PROMPT ->
Count the lines in the records below that contain the string "above", with case counting, and give only the number.

EXCERPTED RECORDS ->
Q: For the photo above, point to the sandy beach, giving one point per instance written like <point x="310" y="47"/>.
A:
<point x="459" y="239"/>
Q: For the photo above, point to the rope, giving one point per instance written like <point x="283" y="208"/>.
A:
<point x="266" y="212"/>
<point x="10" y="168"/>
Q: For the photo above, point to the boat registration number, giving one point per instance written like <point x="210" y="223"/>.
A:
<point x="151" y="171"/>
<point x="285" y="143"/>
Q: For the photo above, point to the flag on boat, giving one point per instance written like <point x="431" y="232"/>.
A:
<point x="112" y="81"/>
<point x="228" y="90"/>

---

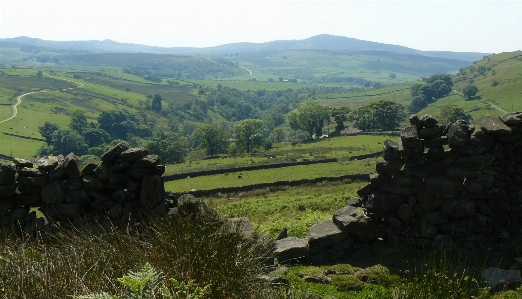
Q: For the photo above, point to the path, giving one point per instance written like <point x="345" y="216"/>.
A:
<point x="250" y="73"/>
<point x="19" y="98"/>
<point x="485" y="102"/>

* * *

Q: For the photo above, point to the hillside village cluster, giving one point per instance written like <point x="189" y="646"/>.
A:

CORRECT RESULT ->
6